==== TASK INPUTS ====

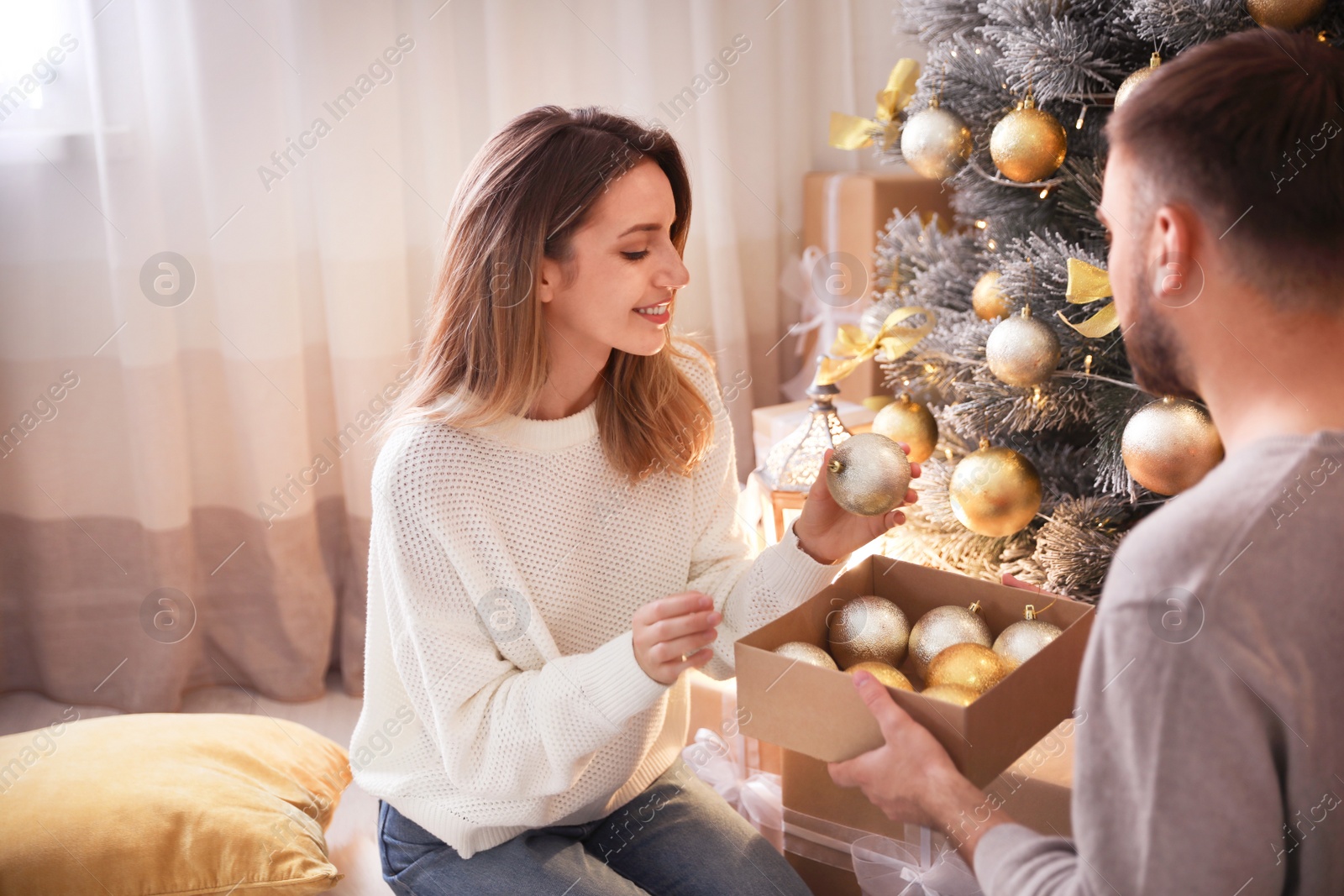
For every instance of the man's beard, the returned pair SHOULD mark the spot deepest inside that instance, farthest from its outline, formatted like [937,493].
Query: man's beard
[1155,354]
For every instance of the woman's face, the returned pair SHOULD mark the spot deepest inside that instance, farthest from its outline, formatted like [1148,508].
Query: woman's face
[622,259]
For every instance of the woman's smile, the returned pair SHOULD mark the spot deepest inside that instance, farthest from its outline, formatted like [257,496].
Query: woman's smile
[659,315]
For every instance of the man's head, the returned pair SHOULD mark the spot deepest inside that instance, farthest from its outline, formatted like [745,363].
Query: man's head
[1225,195]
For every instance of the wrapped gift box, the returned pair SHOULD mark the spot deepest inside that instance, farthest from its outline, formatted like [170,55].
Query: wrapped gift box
[714,705]
[842,215]
[772,423]
[817,711]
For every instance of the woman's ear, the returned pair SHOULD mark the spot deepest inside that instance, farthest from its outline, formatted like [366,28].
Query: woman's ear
[549,280]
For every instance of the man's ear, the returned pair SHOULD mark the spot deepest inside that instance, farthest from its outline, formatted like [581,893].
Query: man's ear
[1173,269]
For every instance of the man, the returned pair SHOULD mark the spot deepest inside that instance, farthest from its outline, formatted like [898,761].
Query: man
[1210,752]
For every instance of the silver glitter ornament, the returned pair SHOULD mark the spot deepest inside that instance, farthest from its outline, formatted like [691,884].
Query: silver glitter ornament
[942,627]
[869,627]
[1021,351]
[1023,640]
[869,474]
[810,653]
[936,143]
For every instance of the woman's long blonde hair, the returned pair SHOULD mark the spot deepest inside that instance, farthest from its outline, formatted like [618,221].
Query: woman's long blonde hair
[523,196]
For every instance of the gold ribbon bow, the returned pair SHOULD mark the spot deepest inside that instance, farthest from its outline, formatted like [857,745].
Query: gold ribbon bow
[855,348]
[1090,284]
[853,132]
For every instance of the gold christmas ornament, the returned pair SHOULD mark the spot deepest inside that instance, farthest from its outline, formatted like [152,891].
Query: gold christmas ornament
[969,665]
[869,627]
[987,298]
[952,694]
[1169,445]
[936,143]
[1023,640]
[1023,349]
[810,653]
[995,490]
[942,627]
[889,676]
[1028,144]
[1284,13]
[869,474]
[911,422]
[1128,85]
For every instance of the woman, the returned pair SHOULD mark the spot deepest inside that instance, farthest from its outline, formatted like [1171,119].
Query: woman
[555,540]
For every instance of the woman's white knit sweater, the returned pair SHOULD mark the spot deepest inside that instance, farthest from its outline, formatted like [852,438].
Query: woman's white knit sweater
[506,563]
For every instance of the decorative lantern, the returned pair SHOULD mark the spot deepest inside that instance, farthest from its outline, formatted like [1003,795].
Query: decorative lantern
[792,465]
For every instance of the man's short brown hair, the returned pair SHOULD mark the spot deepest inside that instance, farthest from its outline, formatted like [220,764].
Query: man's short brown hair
[1247,130]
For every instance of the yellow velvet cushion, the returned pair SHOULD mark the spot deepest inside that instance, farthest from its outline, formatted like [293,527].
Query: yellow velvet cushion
[181,804]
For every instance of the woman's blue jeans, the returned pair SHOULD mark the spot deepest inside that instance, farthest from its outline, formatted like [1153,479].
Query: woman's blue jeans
[676,839]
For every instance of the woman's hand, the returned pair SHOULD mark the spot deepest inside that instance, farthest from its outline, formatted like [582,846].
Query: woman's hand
[671,627]
[828,532]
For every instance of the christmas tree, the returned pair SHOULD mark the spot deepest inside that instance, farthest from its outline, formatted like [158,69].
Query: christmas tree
[1019,217]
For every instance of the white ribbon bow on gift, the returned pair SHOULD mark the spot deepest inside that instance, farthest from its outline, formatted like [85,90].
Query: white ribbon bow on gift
[887,868]
[757,797]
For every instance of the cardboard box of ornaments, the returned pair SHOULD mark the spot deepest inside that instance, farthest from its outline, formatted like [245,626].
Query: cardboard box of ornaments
[817,712]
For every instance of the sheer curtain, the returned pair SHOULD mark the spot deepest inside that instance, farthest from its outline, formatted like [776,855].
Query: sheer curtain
[218,228]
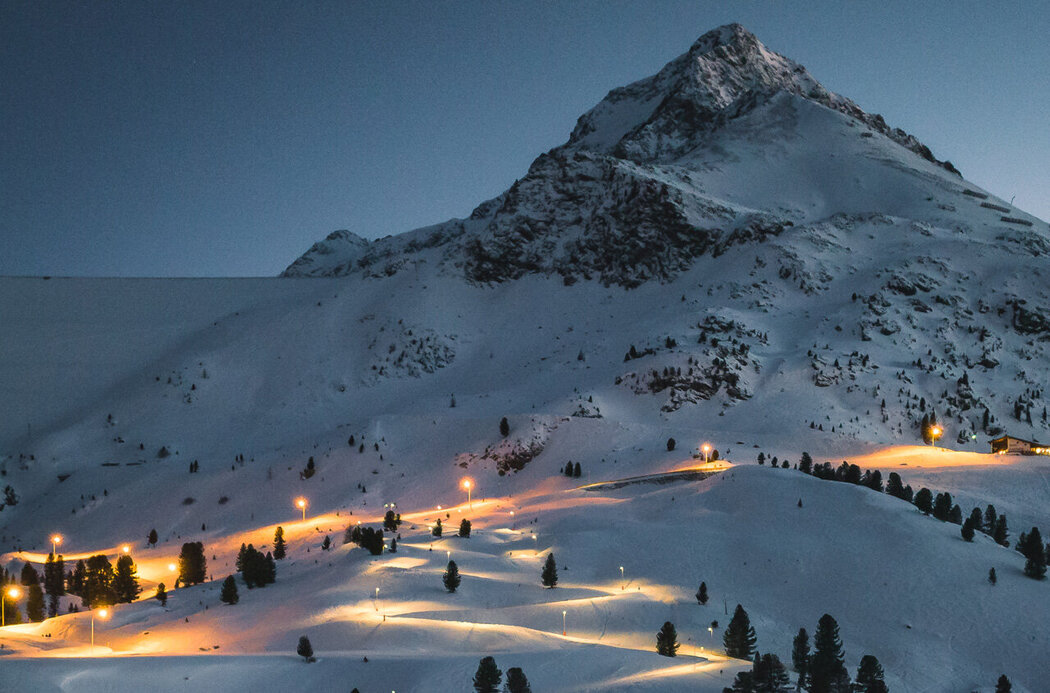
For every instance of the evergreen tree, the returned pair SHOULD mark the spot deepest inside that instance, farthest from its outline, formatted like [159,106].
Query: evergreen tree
[739,636]
[549,574]
[279,547]
[827,671]
[769,675]
[1001,534]
[35,603]
[98,582]
[895,486]
[1035,563]
[125,582]
[305,650]
[450,578]
[229,593]
[800,657]
[28,575]
[54,583]
[805,463]
[990,519]
[667,641]
[487,677]
[517,681]
[924,500]
[967,529]
[192,565]
[869,676]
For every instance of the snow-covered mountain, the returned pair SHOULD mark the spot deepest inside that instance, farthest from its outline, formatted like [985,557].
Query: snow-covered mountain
[722,252]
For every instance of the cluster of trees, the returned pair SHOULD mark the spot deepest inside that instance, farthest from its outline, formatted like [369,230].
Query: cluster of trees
[192,565]
[255,569]
[370,539]
[822,670]
[572,469]
[488,677]
[97,583]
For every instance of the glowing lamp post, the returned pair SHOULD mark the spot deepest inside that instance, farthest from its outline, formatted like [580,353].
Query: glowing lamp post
[9,593]
[468,486]
[103,614]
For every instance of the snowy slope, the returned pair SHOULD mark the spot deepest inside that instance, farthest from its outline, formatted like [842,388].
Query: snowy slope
[777,272]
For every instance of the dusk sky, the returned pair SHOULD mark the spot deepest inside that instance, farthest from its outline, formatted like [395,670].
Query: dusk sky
[204,139]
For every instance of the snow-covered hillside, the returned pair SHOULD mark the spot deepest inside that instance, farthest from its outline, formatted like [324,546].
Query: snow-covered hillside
[722,252]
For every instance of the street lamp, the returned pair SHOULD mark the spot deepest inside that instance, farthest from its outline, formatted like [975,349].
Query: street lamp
[467,484]
[11,593]
[103,614]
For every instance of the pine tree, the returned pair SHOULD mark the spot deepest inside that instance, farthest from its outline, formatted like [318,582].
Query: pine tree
[35,603]
[229,593]
[739,636]
[667,641]
[305,650]
[1001,534]
[487,677]
[924,500]
[450,578]
[192,565]
[279,547]
[967,529]
[800,657]
[827,671]
[895,486]
[517,681]
[1035,563]
[125,583]
[869,676]
[549,574]
[805,463]
[990,519]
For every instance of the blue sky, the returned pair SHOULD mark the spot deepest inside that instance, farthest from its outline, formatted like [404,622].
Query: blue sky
[204,139]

====

■ EXERCISE PROMPT:
Each record above must be retyped exactly, minus its pictures.

■ THE COMPLETED TASK:
For every instance of the man's beard, the returned pair SHOULD mark the spot deepest inside that instance, farthest from its outline, formatted like [937,493].
Query: man's beard
[1155,354]
For every instance of the woman's face, the returned pair SHOULD mark the spot deepest inside that instance, farthest from its outline, formatted like [1148,508].
Query: woman's face
[622,259]
For every instance of the woman's smile, the returned pair SHOULD mark the spot deepest inside that instance, farthest from its outline, formatted like [257,496].
Query: woman's smile
[659,315]
For every instance of the man's head, the returned pair SHOULD mark the spot deepest inside that instance, farthest from its outline, formatted like [745,363].
Query: man's head
[1225,195]
For every instance of the wrapped gift box, the returned pair SHOULD mark the spot deepest inside that instance, farthest from its outline, formatted like [170,55].
Query: wrapped gift box
[714,705]
[842,215]
[772,423]
[817,711]
For every instance of the woman's ear, the returned pair SHOULD mark the spot deepest inside that instance, farthest from its outline, formatted like [366,28].
Query: woman's ear
[549,280]
For every instance of the man's ear, the returned pair SHOULD mark the spot deepest inside that instance, farthest from its outline, formatted like [581,893].
Query: man's ear
[1173,269]
For every instance of the man, the returned pair SHOULD mark the spot deepest inside that instance, farthest from its outline, formatted like [898,761].
Query: man
[1210,752]
For every instance of the silver glitter ornament, the returned pair SHOULD mark the spot deepest inside that instance, farthest from its outline, formatted like [691,884].
Query: silver glitter ornament
[942,627]
[869,627]
[1021,351]
[1023,640]
[869,474]
[810,653]
[936,143]
For every instance of the woman's long blonde hair, the returned pair SHOULD mark the spot deepest inside that instance, farthest from its outline, formatted like [618,221].
Query: woman's long blonde hair
[523,196]
For every instance of the gold ribbon bow, the returned pair SHOULD mark the spot deepest inside that instance, farthest from its outline, formatted like [857,745].
Query: gold ribbon bow
[855,348]
[1090,284]
[853,132]
For every instance of the gold christmas ornament, the returned pair SHOULD mark the spot deepest inside that instance, farthest from its outline, formatted like [152,891].
Query: gold christmas ornament
[969,665]
[869,627]
[987,298]
[952,694]
[1169,445]
[936,143]
[1023,640]
[1023,349]
[810,653]
[995,490]
[942,627]
[889,676]
[1028,144]
[1284,13]
[869,474]
[911,422]
[1128,85]
For every instance of the woman, the returned pair SHOULD mark the spot deepest inside that instance, farthest from its outline, formatted like [1171,119].
Query: woman
[555,540]
For every instance of the woman's white knit sweater, the returned pair SHOULD mark the spot deepest inside that instance, farthest from its outline, formatted like [852,438].
Query: woman's white knit sweater
[506,563]
For every instance of the decorative lantern, the returned pair SHOULD mark the spot deepest inside that instance, farthest from its outline, formatted like [1003,795].
Query: decorative lantern
[792,465]
For every instance of the man's short brown hair, the returned pair SHOULD mark the spot deepest inside that instance, farthest from its outline, formatted like [220,764].
Query: man's short brown hair
[1247,130]
For every instance of the yellow velvet cushion, the returned pair SHOULD mark the spot deepest inside that instance, farthest from its outline, formatted like [293,527].
Query: yellow velvet cushion
[181,804]
For every instance of the woman's blue jeans, the returned pair SHOULD mark the spot deepest inside that instance, farthest from its outline, formatted like [1153,479].
Query: woman's blue jeans
[676,839]
For every instance of the woman's hand, the returned pair SHOULD mark the spot deepest inside that instance, farthest from its outline, formatted like [582,846].
Query: woman's hand
[671,627]
[828,532]
For every instance of the christmas tree, the returned pair SHOULD mark the spot deepest inside that instance, farthest from its outline, formatted like [158,69].
Query: christmas tree
[1019,217]
For every instance of the white ribbon bow on gift, the returned pair SHOULD mark the spot deepest inside that instance, farthest from its outline, formatted like [85,90].
Query: white ribbon bow on gift
[887,868]
[757,797]
For every instance of the cardboard box of ornaments, the returned pair SHOULD mark the spot deepest inside that instance, farthest from its outline, formatted like [245,626].
Query: cardboard box of ornaments
[817,712]
For every instance of the sheer curtain, the returned pair SHOULD mark the spot deepest inside that instance, farthest from its outline, formatted like [776,855].
Query: sheer curtain
[218,228]
For every instance of the evergreen tree, the returned pair SHOULD mark the spot deepest inside that instance, farthest from its outline, formatted like [159,106].
Query: evergreen tree
[739,636]
[549,574]
[279,547]
[827,671]
[769,675]
[1001,534]
[35,603]
[98,582]
[895,486]
[1035,563]
[125,582]
[305,650]
[450,578]
[229,593]
[800,657]
[28,575]
[54,583]
[805,463]
[990,519]
[667,641]
[487,677]
[517,681]
[924,500]
[967,529]
[192,565]
[869,676]
For every instance of the snow-covered mountain, the returned pair SHOULD mark the spot deepest inside that instance, farthest from its outline, formatted like [985,557].
Query: snow-covered mountain
[722,252]
For every instance of the cluster of trees, the returned pair SHOULD mark the spot deepest inside that instance, farthest from its outline, formatted like [369,230].
Query: cluster of trees
[192,565]
[255,569]
[370,539]
[822,670]
[572,469]
[488,677]
[97,583]
For every instance of the glowing lamp post, the returned pair SHOULD mark the spot deepest inside that instance, farthest from its outline, formatted like [580,353].
Query: glowing lamp post
[9,593]
[468,486]
[103,614]
For every instance of the snowy slope, the returned pair SHOULD mark the spot deepest inside that instance, farthest from its outline, formatted like [842,388].
Query: snowy slope
[777,272]
For every instance of the dusk sky, the returned pair SHOULD mark the spot deepest inside that instance, farthest from its outline, formatted like [395,670].
Query: dusk sky
[204,139]
For every instance of the snow-covered hillside, the returned pair SHOULD mark the spot deepest inside that instance, farthest from its outline, formatted like [324,546].
Query: snow-covered hillside
[722,252]
For every instance of the street lamp, the returned pair SHOULD mark the spot deepest inside that instance, farthest from its outline, formatted like [975,349].
Query: street lamp
[467,484]
[11,593]
[103,614]
For every instance of the pine tree, the returned pair SHOULD mark the spot deepest inside that instance, farthest from its outline, formatted like [318,582].
Query: pine tree
[35,603]
[229,593]
[739,636]
[667,641]
[305,650]
[1001,534]
[487,677]
[924,500]
[450,578]
[192,565]
[279,547]
[967,529]
[800,657]
[827,671]
[895,486]
[517,681]
[1035,563]
[125,583]
[869,676]
[549,574]
[805,463]
[990,519]
For every instance of the blue sky, the returned pair SHOULD mark the spot deepest inside that instance, farthest from its outline, formatted like [404,622].
Query: blue sky
[204,139]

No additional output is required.